In February 1906, King Christian IX's daughters, Queen Alexandra of the United Kingdom and Dowager Empress Maria Feodorovna of Russia, acquired the building for DKK 280,000 to use it as a summer residence during their frequent visits to their native Denmark. They commissioned an aging Johan Schrøder to adapt and modernize the house with modern conveniences such as central heating while the British firm Waring & Gillow was put in charge of most of the interior decorations. A tunnel was also dug to provide direct access to the beach, which belonged to Hvidøre but was separated from it by the coastal road.

In the years that followed, the sisters generally stayed at Hvidøre from September until November, but this came to an end with the outbreak of World War I in 1914.

After the overthrow of the monarchy in Russia in the 1917 Revolution, Maria Feodorovna, known as Princess Dagmar of Denmark before her marriage, fled Russia and took up residency at Hvidøre until her death in 1928, together with her daughter and son-in-law, Grand Duchess Olga Alexandrovna and Nikolai Kulikovsky, and their two children.

In 1930 Olga and her sister Xenia sold Hvidøre.

===Later history===
In 1932, Musse Scheel, the daughter of Frederik Christian Bruun who had married Count Ulrik Scheel, acquired her childhood home, reputedly to prevent the felling of an old tree in the gardens. She only lived in the house for two years before moving to the mansion at 5 Kristianiagade now the Embassy of Russia in Copenhagen.

In 1937 the Hvidøre estate was acquired by Novo Industry. Thorvald Pedersen, the founder and managing director of the company, commissioned Arne Jacobsen to build him a private home close by and considered tearing down the old house, but in the end Jacobsen was asked to adapt it into a diabetes sanatorium which opened on 28 January 1938. People with diabetes could get treatment and learn to live with their disease and have an active life. The hospital accommodated 25 patients.

An underground extension of the building, designed by the architectural firm Dissing + Weitling, was constructed 1978-1980. Hvidøre continued to serve as a diabetes hospital until 1991 and is now an internal conference center for the Novo Group.

==Architecture and surroundings==
Hvidøre is built to a Historicist design which combines Italian and Victorian Renaissance features. Five Neo-Grecian caryatids form part of the upper balcony. They were created by the sculptor Otto Evens.

On the coast below the house there is a beach park designed by the landscape architect Carl Theodor Sørensen while the architect Povl Baumann designed the wall and pergola.
Also located close by is the Emiliekilde monument.

==Hvidøre today==
Today the Hvidøre property serves as an internal conference and training centre for the Novo Group.

(Data rows)
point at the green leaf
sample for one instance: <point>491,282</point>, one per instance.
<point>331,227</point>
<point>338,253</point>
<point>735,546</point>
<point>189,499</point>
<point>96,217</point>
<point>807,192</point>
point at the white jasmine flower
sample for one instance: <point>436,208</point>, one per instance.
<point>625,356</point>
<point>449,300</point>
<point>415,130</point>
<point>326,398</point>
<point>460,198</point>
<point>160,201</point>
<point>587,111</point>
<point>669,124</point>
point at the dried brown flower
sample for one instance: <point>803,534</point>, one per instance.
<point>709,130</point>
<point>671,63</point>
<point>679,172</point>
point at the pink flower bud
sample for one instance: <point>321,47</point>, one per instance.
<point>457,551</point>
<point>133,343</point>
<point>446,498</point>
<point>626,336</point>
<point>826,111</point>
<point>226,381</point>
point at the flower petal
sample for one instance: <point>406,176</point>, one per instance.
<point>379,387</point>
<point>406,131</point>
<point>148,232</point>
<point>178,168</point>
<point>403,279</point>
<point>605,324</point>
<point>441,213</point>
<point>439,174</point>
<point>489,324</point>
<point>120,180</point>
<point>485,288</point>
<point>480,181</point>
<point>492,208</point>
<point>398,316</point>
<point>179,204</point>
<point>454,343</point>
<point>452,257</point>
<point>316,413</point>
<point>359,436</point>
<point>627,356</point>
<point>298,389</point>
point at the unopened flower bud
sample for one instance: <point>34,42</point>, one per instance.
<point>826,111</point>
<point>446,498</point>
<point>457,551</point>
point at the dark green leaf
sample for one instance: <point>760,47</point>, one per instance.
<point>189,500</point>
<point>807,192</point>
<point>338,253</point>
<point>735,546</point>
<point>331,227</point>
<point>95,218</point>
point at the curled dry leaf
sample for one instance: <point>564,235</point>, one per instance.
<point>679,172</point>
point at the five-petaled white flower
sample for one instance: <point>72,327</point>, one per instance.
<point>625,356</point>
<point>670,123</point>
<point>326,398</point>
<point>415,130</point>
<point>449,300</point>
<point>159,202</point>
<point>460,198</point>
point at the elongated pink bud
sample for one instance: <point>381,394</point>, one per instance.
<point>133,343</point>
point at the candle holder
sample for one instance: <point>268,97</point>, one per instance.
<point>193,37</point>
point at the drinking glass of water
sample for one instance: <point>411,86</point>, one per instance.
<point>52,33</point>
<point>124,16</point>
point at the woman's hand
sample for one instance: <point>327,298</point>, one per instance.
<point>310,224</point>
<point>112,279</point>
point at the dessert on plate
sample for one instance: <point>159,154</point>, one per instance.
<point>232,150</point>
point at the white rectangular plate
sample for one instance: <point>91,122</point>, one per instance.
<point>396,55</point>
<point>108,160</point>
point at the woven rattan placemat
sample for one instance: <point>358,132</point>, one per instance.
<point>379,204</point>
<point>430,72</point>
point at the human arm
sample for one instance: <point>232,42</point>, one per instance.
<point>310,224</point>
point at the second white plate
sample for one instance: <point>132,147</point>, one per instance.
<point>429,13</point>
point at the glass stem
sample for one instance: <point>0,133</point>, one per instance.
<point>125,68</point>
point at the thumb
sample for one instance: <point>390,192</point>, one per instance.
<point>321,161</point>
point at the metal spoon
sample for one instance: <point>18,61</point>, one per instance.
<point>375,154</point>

USING THE INFORMATION
• 1. According to the Hvidøre text, how many patients could the diabetes hospital accommodate?
• 2. Output the part of the Hvidøre text word for word, beginning at the words "In the years" and stopping after "Xenia sold Hvidøre.".
The rows come from a different source than the Hvidøre text.

ANSWERS FOR THE TASKS
• 1. 25 patients.

• 2.
In the years that followed, the sisters generally stayed at Hvidøre from September until November, but this came to an end with the outbreak of World War I in 1914.

After the overthrow of the monarchy in Russia in the 1917 Revolution, Maria Feodorovna, known as Princess Dagmar of Denmark before her marriage, fled Russia and took up residency at Hvidøre until her death in 1928, together with her daughter and son-in-law, Grand Duchess Olga Alexandrovna and Nikolai Kulikovsky, and their two children.

In 1930 Olga and her sister Xenia sold Hvidøre.